■ Brief ■
Can you format all of the records below as a numbered list, one line per item, with the blank lines dropped?

■ Outline records ■

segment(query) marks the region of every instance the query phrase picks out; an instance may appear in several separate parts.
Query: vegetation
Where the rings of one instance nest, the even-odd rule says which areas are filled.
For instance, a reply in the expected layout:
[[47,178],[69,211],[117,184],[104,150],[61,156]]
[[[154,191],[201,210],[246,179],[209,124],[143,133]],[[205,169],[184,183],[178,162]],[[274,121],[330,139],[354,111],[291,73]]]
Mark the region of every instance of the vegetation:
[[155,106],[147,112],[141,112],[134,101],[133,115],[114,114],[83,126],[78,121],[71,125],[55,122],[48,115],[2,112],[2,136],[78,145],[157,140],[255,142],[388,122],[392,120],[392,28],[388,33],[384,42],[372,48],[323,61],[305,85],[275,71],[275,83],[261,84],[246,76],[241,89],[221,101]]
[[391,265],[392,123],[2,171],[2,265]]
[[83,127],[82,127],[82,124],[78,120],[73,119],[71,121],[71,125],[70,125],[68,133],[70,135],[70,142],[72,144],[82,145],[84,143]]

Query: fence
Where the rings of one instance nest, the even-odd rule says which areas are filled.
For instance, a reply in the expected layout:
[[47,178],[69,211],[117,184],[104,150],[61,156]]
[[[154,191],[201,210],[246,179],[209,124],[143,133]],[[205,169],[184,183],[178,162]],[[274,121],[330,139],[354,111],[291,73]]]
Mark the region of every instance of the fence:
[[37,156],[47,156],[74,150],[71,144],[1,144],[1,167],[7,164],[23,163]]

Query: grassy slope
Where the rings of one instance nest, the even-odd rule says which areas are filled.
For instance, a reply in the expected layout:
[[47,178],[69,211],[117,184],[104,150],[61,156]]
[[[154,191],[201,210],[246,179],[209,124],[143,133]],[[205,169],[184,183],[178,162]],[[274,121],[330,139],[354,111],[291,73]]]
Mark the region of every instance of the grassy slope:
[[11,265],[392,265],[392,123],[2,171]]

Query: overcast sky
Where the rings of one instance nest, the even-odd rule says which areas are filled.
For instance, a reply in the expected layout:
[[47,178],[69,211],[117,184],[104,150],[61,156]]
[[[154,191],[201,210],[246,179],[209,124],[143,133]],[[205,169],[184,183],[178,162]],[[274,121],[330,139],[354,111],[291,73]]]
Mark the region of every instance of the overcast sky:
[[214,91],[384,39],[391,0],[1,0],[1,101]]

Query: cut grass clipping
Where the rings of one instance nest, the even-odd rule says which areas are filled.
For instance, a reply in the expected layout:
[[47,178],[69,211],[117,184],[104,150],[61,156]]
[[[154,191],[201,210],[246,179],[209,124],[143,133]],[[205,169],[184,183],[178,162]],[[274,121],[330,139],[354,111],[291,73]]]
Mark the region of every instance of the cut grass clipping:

■ Exercise result ■
1. segment(query) marks the region of every instance the query phrase picks out; an instance may appear in several separate parts.
2. Query: vegetation
3. Where the rings of one instance nest, the even-odd rule says which areas are filled.
4. For instance, a reply in the expected layout:
5. [[47,178],[69,211],[117,184],[104,150],[61,156]]
6. [[[154,191],[201,210],[246,179],[209,124],[143,133]],[[205,169],[184,183],[178,162]],[[274,121],[330,139],[354,111],[291,73]]]
7. Mark the region of every instance of the vegetation:
8. [[155,106],[147,112],[141,112],[134,101],[133,115],[114,114],[83,126],[78,121],[71,125],[55,122],[48,115],[2,112],[2,136],[78,145],[157,140],[255,142],[388,122],[392,120],[392,28],[388,33],[384,42],[372,48],[323,61],[305,85],[275,71],[275,83],[261,84],[246,76],[241,89],[221,101]]
9. [[391,265],[392,123],[2,171],[2,265]]
10. [[83,127],[82,127],[82,124],[78,120],[73,119],[71,121],[71,125],[70,125],[68,133],[70,135],[70,142],[72,144],[82,145],[84,143]]
11. Query: fence
12. Where the rings of one instance nest, the even-odd rule says which areas are filled.
13. For instance, a reply in the expected layout:
14. [[47,178],[69,211],[117,184],[104,150],[61,156]]
15. [[[154,191],[201,210],[246,179],[209,124],[143,133]],[[205,169],[184,183],[178,162]],[[274,121],[330,139],[354,111],[291,73]]]
16. Mark the region of every instance of the fence:
17. [[37,156],[47,156],[74,150],[71,144],[1,144],[1,167],[7,164],[23,163]]
18. Query: grassy slope
19. Where the rings of one instance nest, the even-odd rule says which areas are filled.
20. For instance, a reply in the expected layout:
21. [[47,178],[69,211],[117,184],[104,150],[61,156]]
22. [[[154,191],[201,210],[246,179],[209,124],[143,133]],[[205,169],[184,183],[178,162]],[[274,121],[330,139],[354,111],[291,73]]]
23. Mark the region of every instance of the grassy slope:
24. [[11,265],[392,265],[392,123],[2,171]]
25. Query: overcast sky
26. Where the rings of one instance nest, the even-odd rule says which areas are filled.
27. For instance, a reply in the expected layout:
28. [[47,178],[69,211],[117,184],[104,150],[61,156]]
29. [[[154,191],[201,210],[246,179],[209,124],[143,133]],[[205,169],[184,183],[178,162]],[[274,121],[330,139],[354,111],[291,73]]]
30. Mark the region of every instance of the overcast sky:
31. [[214,91],[384,39],[391,0],[1,0],[1,101]]
32. Query: cut grass clipping
33. Where the rings of one instance nest, the even-odd rule says which areas are filled.
34. For instance, a reply in the expected layout:
35. [[47,178],[69,211],[117,184],[104,150],[61,156]]
36. [[[154,191],[201,210],[246,179],[209,124],[143,133]],[[205,169],[184,183],[178,162]],[[274,121],[330,139],[354,111],[291,73]]]
37. Mark the region of every instance of the cut grass clipping:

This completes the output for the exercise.